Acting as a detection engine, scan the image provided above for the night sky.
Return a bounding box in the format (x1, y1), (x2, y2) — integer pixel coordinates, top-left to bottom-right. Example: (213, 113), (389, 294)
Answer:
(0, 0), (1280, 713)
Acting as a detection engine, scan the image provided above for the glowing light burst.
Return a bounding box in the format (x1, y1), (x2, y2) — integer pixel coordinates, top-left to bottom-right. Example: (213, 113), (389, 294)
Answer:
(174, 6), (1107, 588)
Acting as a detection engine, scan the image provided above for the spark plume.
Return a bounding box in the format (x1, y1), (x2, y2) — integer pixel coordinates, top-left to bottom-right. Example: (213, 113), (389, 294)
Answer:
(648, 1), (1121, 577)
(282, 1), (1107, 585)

------------

▸ **Given instruction**: Rewrite all of the material above, renaming "detection engine" to "object locator" wherever it occurs and leaving every other word unchanged.

▸ **Result of this exercise**:
Acting as a object locator, scan the image provided above for the night sky.
Return a bounding box in the format (x1, y1), (x2, y2) — integer pixel coordinates, top-left to bottom-right. Example: (213, 113), (389, 294)
Answer:
(0, 0), (1280, 713)
Acting as a object locator, scan the image provided above for the glowing light burst.
Return a bounding box in the format (x1, y1), (x2, y2) — integer pixel coordinates, top-left to bottom-right. Example: (213, 113), (389, 294)
Answer:
(174, 6), (1107, 588)
Acting as a object locator, scan the image provided above for the spark plume.
Return a bounding box in the format (x1, y1), (x2, y2) — integer pixel coordinates, top-left to bottom-right. Example: (213, 113), (389, 294)
Answer:
(648, 1), (1121, 577)
(282, 1), (1107, 585)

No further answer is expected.